** Opening GIVEN DATA block **

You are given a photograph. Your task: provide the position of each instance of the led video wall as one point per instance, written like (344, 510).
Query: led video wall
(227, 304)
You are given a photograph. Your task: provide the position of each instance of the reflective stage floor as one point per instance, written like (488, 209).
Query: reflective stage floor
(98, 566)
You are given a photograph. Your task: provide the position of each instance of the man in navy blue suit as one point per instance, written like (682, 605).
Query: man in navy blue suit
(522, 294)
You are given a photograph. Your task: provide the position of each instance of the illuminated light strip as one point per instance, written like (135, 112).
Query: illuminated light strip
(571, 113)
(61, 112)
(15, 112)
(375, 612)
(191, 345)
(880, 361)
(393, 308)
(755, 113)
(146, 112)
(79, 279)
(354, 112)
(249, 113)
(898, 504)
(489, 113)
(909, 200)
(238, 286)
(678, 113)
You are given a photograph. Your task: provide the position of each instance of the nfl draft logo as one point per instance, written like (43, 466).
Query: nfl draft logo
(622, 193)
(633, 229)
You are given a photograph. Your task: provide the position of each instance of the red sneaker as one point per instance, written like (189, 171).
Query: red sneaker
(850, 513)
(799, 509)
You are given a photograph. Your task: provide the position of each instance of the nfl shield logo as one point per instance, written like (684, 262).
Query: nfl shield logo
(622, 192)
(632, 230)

** Closing GIVEN DATA block **

**WHAT YOU WILL DO**:
Transcribe the data above exactly as it reads.

**ANSWER**:
You are given a photograph. Your task: provide the position of each instance of the led video wall as one point per instance, written like (344, 510).
Query: led video wall
(227, 304)
You are given a photograph. Your task: provide the position of each instance of the reflective stage floor as one point per instance, written like (488, 209).
Query: reflective stage floor
(98, 566)
You are given a photograph. Your task: provide the position of each instance of the man in navy blue suit as one point per instance, written like (682, 605).
Query: man in navy blue suit
(522, 294)
You are given a photograph. Your task: provide the position of each instance of the illuminated light strip as one point per instance, written like (135, 112).
Query: illuminated light strip
(571, 113)
(61, 112)
(15, 112)
(375, 612)
(191, 345)
(880, 361)
(393, 308)
(755, 113)
(146, 112)
(79, 279)
(354, 112)
(249, 113)
(898, 504)
(489, 113)
(909, 200)
(238, 286)
(678, 113)
You are given a photograph. Your task: provide the position of each instance of the nfl draft logo as one point per instance, written like (43, 466).
Query: nfl draft logo
(622, 193)
(633, 229)
You are given a photograph. Your task: provide the position of each instance of the red sneaker as one point per instance, written like (189, 171).
Query: red sneaker
(850, 513)
(799, 509)
You are given a photograph. Your task: provide the position of each instance of the nfl shield logo as one point per instance, written like (684, 262).
Query: nfl shield logo
(622, 192)
(632, 230)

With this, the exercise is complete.